__EXERCISE REQUIREMENTS__
The answer must be one number: how many lines in the data below include the string "tall".

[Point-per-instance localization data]
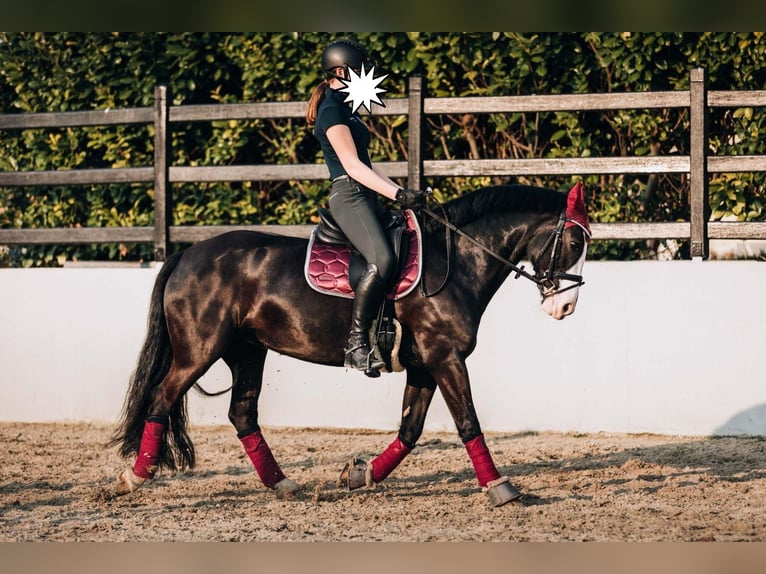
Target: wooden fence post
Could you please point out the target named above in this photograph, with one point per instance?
(698, 175)
(415, 130)
(163, 213)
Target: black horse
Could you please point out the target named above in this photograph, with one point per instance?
(240, 294)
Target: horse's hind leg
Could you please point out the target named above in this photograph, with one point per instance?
(246, 363)
(417, 398)
(165, 413)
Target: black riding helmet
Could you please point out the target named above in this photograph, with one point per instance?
(346, 54)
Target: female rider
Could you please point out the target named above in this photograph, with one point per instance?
(356, 184)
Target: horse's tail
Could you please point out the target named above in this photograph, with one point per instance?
(153, 364)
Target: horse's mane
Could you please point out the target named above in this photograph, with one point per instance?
(503, 198)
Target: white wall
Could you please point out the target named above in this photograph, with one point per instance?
(663, 347)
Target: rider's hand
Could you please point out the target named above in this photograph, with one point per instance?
(411, 198)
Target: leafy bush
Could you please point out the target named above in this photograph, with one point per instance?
(62, 71)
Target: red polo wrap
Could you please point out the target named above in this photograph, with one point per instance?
(149, 451)
(264, 462)
(482, 461)
(389, 459)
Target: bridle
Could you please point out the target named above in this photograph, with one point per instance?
(548, 282)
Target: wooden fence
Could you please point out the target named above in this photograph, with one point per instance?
(698, 164)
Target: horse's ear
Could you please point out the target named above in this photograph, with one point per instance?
(576, 212)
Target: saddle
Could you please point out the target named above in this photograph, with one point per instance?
(333, 266)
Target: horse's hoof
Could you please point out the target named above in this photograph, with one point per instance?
(501, 491)
(286, 488)
(128, 482)
(355, 474)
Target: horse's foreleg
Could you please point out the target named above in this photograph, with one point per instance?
(246, 365)
(417, 398)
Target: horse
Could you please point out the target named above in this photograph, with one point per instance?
(241, 294)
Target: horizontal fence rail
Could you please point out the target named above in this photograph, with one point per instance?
(698, 165)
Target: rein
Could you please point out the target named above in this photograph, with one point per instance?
(547, 283)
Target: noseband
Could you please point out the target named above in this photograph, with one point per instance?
(548, 282)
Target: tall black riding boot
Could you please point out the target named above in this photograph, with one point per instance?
(367, 299)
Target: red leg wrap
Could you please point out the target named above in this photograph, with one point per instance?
(389, 459)
(482, 461)
(260, 454)
(149, 451)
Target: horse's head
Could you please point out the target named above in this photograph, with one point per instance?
(558, 256)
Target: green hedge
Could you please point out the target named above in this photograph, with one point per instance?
(43, 72)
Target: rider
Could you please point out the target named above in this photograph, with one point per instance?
(356, 185)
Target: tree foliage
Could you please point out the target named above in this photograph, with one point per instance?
(62, 71)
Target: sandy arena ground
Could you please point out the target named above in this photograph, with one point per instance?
(56, 483)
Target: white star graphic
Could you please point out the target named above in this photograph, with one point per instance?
(362, 89)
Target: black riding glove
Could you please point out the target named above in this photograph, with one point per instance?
(411, 198)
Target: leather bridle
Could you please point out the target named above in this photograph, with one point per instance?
(548, 282)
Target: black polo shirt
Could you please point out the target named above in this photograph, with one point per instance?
(332, 111)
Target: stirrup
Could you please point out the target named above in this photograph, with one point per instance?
(371, 365)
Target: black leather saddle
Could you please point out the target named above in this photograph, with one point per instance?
(395, 226)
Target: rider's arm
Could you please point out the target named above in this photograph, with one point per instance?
(343, 144)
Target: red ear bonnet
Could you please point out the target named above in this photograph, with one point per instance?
(576, 212)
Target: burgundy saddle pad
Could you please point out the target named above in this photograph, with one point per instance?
(327, 265)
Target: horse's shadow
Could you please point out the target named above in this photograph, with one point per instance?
(732, 459)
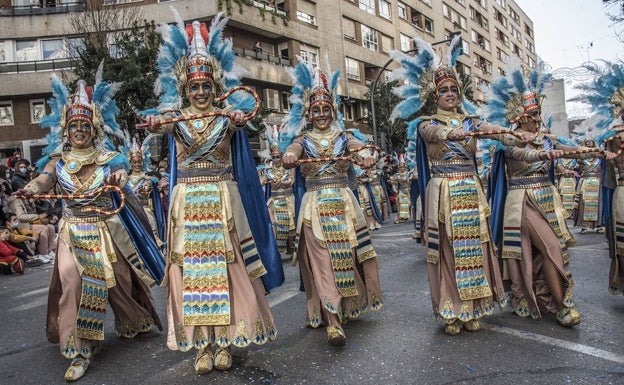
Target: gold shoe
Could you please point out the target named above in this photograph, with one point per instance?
(453, 329)
(204, 361)
(569, 316)
(77, 369)
(336, 336)
(223, 358)
(472, 325)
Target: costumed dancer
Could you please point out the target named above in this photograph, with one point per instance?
(281, 203)
(606, 96)
(97, 251)
(588, 200)
(464, 275)
(401, 180)
(566, 183)
(337, 260)
(216, 264)
(145, 188)
(528, 215)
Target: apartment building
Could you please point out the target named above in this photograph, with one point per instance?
(354, 36)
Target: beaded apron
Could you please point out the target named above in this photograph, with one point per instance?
(205, 286)
(331, 207)
(87, 248)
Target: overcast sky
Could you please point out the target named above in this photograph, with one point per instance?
(571, 32)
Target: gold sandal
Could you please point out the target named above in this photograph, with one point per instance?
(77, 369)
(223, 358)
(336, 336)
(453, 329)
(204, 361)
(472, 325)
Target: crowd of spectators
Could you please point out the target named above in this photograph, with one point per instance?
(28, 232)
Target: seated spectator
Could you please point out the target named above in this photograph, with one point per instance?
(38, 222)
(21, 176)
(10, 263)
(23, 239)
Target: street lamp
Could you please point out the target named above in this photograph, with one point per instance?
(374, 87)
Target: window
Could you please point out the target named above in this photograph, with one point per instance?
(6, 114)
(309, 55)
(37, 110)
(285, 102)
(406, 42)
(465, 47)
(387, 43)
(385, 10)
(368, 6)
(306, 18)
(52, 49)
(26, 50)
(402, 10)
(353, 68)
(347, 111)
(348, 27)
(369, 38)
(429, 25)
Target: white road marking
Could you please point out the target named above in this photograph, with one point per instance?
(580, 348)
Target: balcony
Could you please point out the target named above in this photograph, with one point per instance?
(250, 53)
(35, 66)
(47, 9)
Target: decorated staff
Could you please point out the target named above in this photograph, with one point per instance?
(281, 202)
(221, 252)
(605, 94)
(526, 204)
(93, 268)
(337, 261)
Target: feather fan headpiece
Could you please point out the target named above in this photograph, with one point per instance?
(311, 87)
(196, 52)
(512, 96)
(95, 104)
(420, 75)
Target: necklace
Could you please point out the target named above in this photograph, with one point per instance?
(76, 158)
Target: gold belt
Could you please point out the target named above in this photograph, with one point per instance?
(205, 178)
(452, 174)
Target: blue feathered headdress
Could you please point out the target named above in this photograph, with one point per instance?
(512, 96)
(95, 104)
(417, 76)
(605, 95)
(311, 85)
(195, 48)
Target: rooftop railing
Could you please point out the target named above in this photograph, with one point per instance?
(35, 66)
(46, 9)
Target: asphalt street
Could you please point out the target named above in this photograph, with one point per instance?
(400, 344)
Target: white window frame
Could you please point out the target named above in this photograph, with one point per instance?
(370, 38)
(385, 9)
(367, 5)
(405, 42)
(306, 18)
(37, 110)
(6, 113)
(402, 10)
(309, 55)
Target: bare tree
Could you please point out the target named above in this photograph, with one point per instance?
(101, 22)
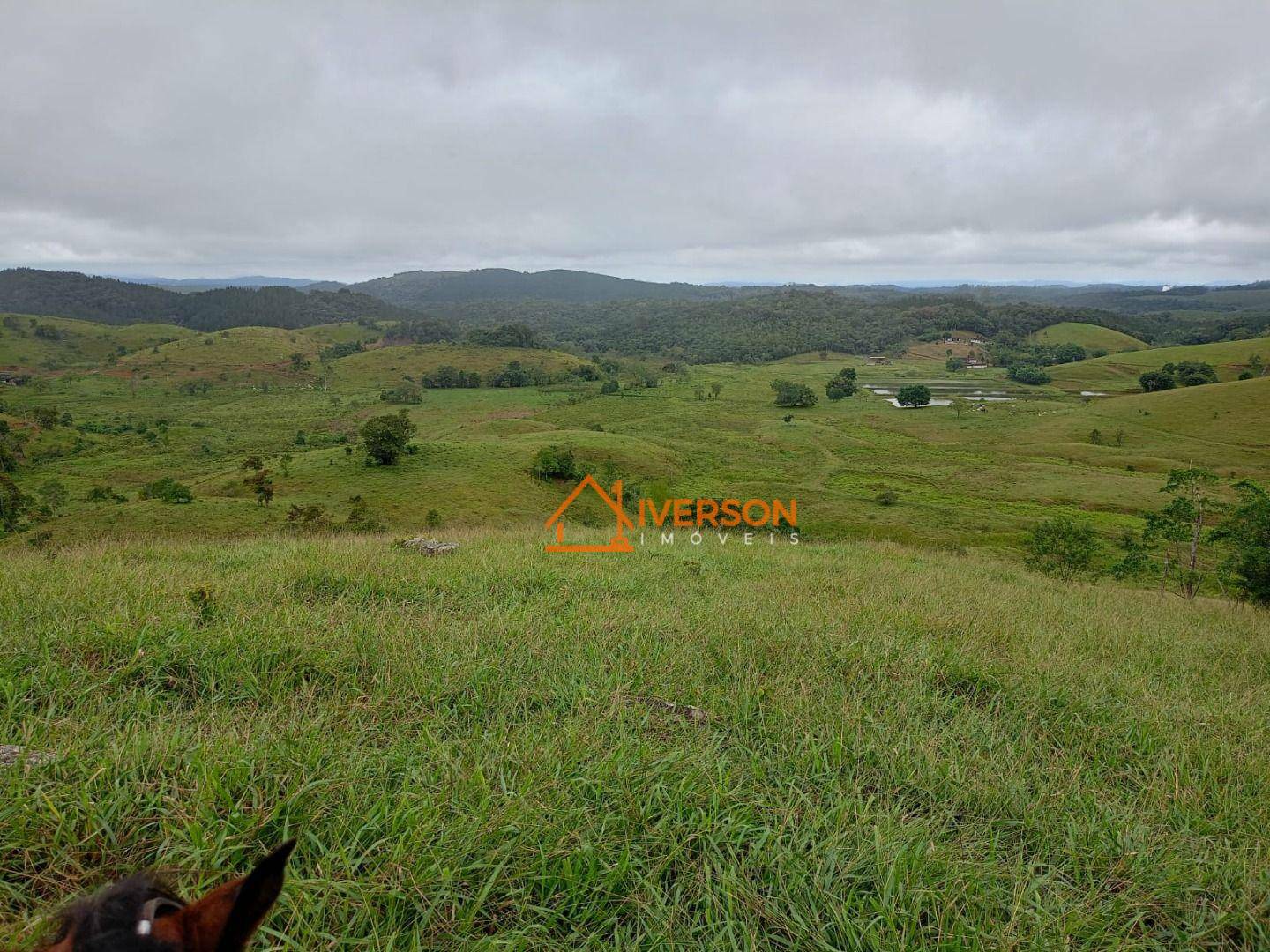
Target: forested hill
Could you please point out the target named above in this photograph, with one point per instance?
(426, 288)
(762, 326)
(74, 294)
(111, 301)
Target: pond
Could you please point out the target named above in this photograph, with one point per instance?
(943, 394)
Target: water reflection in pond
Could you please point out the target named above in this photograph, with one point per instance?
(943, 394)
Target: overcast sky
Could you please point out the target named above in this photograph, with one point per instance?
(834, 143)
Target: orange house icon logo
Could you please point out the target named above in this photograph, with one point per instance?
(617, 544)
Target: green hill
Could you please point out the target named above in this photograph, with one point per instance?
(1120, 372)
(1091, 337)
(385, 365)
(1220, 426)
(424, 288)
(678, 747)
(109, 301)
(231, 349)
(55, 343)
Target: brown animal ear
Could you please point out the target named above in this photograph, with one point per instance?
(225, 919)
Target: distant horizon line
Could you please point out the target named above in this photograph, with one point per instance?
(917, 283)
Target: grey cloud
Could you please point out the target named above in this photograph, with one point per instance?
(803, 141)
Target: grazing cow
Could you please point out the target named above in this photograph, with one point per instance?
(140, 914)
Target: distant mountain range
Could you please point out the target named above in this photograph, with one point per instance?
(423, 288)
(247, 280)
(494, 294)
(112, 301)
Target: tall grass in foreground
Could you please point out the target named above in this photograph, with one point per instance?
(902, 749)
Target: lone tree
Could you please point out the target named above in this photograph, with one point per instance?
(914, 395)
(13, 504)
(788, 394)
(843, 385)
(385, 438)
(260, 482)
(556, 462)
(1064, 547)
(167, 490)
(1247, 533)
(1181, 530)
(1154, 381)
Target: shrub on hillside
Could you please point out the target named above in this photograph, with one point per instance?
(446, 377)
(1064, 547)
(1154, 381)
(1029, 374)
(404, 392)
(843, 385)
(554, 464)
(168, 490)
(914, 395)
(1246, 532)
(385, 438)
(788, 394)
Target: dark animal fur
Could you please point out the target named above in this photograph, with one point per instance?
(107, 920)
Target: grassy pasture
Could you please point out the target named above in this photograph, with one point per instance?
(972, 482)
(79, 344)
(473, 749)
(386, 365)
(1091, 337)
(1120, 372)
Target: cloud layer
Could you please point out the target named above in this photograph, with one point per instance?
(833, 143)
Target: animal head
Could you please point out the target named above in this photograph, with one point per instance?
(140, 914)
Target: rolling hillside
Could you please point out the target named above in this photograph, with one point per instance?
(423, 288)
(387, 365)
(235, 349)
(1120, 372)
(109, 301)
(678, 747)
(55, 343)
(1091, 337)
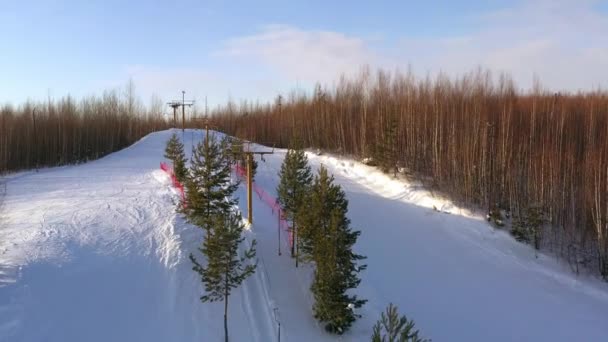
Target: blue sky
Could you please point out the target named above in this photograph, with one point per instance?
(257, 49)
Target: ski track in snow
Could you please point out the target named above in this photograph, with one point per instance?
(97, 252)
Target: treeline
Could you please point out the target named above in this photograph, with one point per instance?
(538, 160)
(66, 131)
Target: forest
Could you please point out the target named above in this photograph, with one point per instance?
(536, 160)
(67, 131)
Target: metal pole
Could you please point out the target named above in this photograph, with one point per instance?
(34, 136)
(249, 185)
(183, 110)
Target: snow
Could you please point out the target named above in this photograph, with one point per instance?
(97, 252)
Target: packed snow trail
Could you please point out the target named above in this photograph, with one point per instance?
(457, 277)
(96, 252)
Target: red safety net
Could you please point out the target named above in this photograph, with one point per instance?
(180, 188)
(270, 201)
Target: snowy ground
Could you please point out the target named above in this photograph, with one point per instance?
(96, 252)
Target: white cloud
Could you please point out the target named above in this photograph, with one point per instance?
(307, 56)
(563, 42)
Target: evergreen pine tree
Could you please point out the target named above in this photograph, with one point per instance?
(225, 270)
(239, 158)
(328, 240)
(209, 188)
(392, 328)
(174, 151)
(295, 179)
(171, 147)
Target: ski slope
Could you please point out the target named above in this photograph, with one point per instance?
(97, 252)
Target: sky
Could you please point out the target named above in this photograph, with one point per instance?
(256, 50)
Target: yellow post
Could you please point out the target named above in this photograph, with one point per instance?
(249, 181)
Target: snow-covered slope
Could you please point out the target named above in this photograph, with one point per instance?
(96, 252)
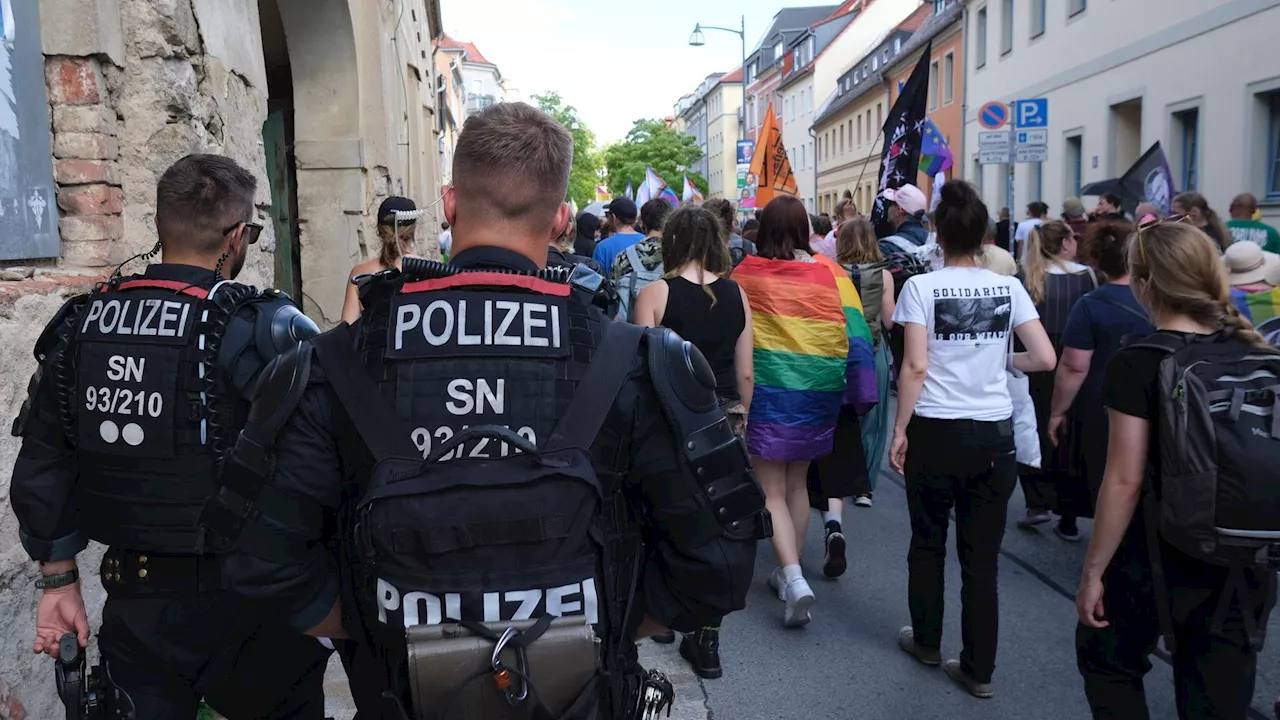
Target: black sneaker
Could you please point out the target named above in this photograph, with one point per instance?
(666, 638)
(702, 651)
(833, 565)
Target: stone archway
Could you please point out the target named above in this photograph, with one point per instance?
(328, 149)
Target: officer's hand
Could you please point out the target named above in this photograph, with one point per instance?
(60, 611)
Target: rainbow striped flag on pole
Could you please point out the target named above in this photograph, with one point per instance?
(813, 354)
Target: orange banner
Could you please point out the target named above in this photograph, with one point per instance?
(771, 164)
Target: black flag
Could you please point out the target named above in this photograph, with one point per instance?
(904, 132)
(1148, 181)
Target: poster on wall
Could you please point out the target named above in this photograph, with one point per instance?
(28, 217)
(746, 180)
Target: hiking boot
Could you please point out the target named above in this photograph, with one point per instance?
(906, 641)
(799, 598)
(970, 686)
(702, 651)
(835, 564)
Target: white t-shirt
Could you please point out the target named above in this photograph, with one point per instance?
(968, 314)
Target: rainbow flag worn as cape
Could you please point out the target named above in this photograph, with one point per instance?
(813, 354)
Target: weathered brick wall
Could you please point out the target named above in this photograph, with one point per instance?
(119, 119)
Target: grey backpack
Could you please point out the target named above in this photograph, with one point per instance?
(631, 283)
(1219, 496)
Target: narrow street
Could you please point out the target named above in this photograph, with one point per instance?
(846, 662)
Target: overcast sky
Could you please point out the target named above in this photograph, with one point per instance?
(615, 60)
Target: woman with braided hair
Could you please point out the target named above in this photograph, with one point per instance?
(1139, 580)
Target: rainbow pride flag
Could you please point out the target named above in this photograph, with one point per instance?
(813, 354)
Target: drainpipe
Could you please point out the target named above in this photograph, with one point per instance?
(813, 135)
(964, 92)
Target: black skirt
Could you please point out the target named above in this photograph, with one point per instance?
(844, 472)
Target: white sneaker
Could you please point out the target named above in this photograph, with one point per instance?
(799, 598)
(778, 584)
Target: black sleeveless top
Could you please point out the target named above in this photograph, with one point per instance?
(713, 331)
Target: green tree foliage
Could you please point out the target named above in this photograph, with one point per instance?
(586, 159)
(652, 144)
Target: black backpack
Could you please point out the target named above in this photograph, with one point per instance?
(1219, 431)
(519, 538)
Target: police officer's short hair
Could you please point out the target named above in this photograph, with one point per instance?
(512, 163)
(199, 197)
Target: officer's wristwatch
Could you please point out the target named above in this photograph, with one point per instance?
(59, 580)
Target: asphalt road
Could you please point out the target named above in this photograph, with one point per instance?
(846, 662)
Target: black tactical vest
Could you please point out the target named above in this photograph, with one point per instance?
(146, 408)
(478, 347)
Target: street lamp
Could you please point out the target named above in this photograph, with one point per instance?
(696, 40)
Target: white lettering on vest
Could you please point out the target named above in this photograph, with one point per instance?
(426, 609)
(113, 317)
(511, 308)
(469, 396)
(406, 318)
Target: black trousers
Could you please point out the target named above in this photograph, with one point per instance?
(1214, 671)
(969, 466)
(168, 652)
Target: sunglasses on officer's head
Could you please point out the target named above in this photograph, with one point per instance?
(251, 231)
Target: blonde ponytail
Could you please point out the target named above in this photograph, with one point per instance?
(1043, 249)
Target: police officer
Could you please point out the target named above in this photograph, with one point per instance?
(141, 386)
(498, 341)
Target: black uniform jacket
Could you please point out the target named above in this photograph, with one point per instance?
(45, 472)
(319, 455)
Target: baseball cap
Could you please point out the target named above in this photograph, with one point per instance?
(622, 209)
(1073, 208)
(392, 205)
(908, 197)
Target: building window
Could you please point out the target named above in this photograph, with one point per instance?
(935, 77)
(1006, 27)
(949, 78)
(981, 42)
(1187, 124)
(1074, 164)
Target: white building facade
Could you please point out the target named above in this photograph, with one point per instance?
(1202, 78)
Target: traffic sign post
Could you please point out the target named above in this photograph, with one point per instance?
(993, 115)
(1031, 113)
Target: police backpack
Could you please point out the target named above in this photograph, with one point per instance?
(1219, 428)
(494, 568)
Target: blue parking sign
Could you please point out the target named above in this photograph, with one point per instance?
(1031, 113)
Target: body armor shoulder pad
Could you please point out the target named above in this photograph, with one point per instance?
(680, 370)
(53, 332)
(280, 326)
(686, 390)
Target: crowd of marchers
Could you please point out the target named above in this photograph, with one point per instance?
(503, 470)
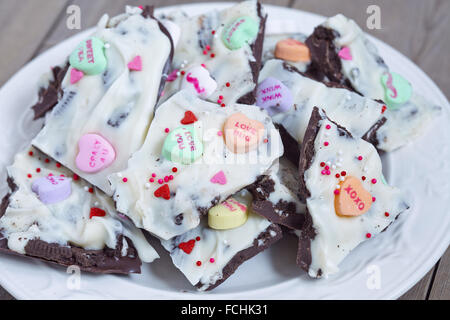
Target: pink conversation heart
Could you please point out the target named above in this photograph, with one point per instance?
(95, 153)
(135, 64)
(219, 178)
(345, 54)
(52, 189)
(75, 75)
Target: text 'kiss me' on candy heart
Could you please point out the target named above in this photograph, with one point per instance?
(52, 189)
(273, 96)
(352, 200)
(89, 56)
(94, 153)
(182, 145)
(242, 134)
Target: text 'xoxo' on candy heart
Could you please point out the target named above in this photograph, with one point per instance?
(273, 96)
(94, 153)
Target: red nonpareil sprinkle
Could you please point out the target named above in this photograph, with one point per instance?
(97, 212)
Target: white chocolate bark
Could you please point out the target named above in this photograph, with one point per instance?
(364, 71)
(66, 222)
(219, 245)
(227, 66)
(356, 113)
(191, 187)
(117, 104)
(337, 235)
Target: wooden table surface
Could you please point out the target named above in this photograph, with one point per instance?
(417, 28)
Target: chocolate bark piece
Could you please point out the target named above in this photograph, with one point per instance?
(275, 196)
(66, 232)
(49, 96)
(342, 167)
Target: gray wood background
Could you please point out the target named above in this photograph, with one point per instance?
(417, 28)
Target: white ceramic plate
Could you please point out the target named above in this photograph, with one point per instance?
(400, 257)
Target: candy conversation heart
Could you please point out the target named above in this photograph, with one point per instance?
(242, 134)
(292, 50)
(95, 153)
(241, 31)
(227, 215)
(52, 189)
(89, 56)
(182, 145)
(352, 199)
(199, 82)
(273, 96)
(397, 89)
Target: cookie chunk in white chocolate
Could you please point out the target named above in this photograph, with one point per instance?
(202, 44)
(105, 111)
(189, 162)
(51, 204)
(356, 113)
(408, 113)
(207, 257)
(347, 198)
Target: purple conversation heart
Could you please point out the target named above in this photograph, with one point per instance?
(273, 96)
(52, 189)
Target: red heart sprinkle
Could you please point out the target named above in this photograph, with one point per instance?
(97, 212)
(163, 192)
(187, 247)
(189, 117)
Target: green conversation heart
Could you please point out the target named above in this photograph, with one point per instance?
(182, 145)
(89, 56)
(397, 90)
(240, 31)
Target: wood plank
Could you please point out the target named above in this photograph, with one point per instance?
(24, 27)
(414, 27)
(440, 289)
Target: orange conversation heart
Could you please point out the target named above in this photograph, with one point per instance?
(242, 134)
(353, 200)
(292, 50)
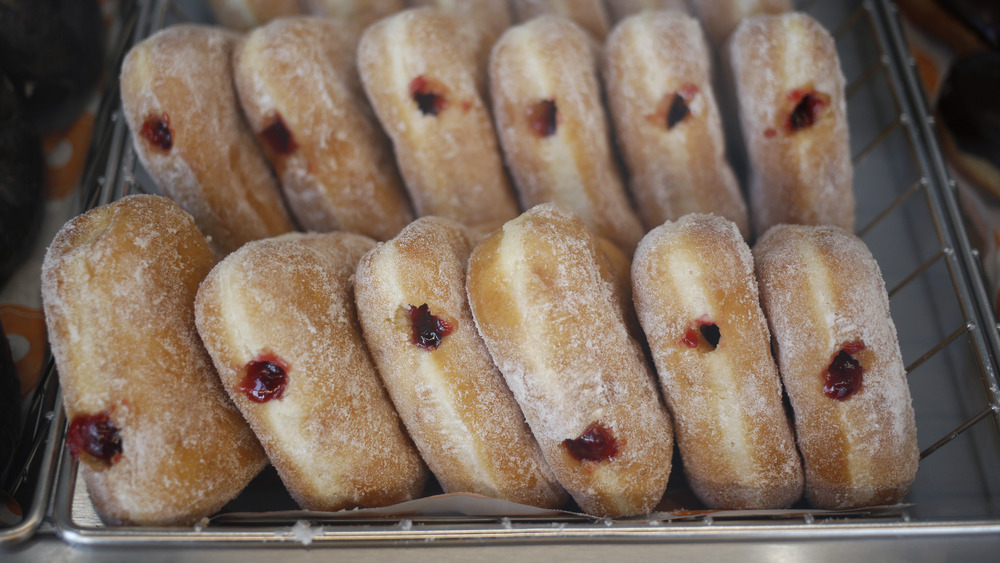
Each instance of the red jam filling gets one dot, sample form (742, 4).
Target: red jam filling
(595, 444)
(156, 130)
(278, 138)
(844, 375)
(428, 95)
(428, 331)
(544, 118)
(265, 379)
(96, 436)
(806, 111)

__ANSWER TO THE PROBLEM__
2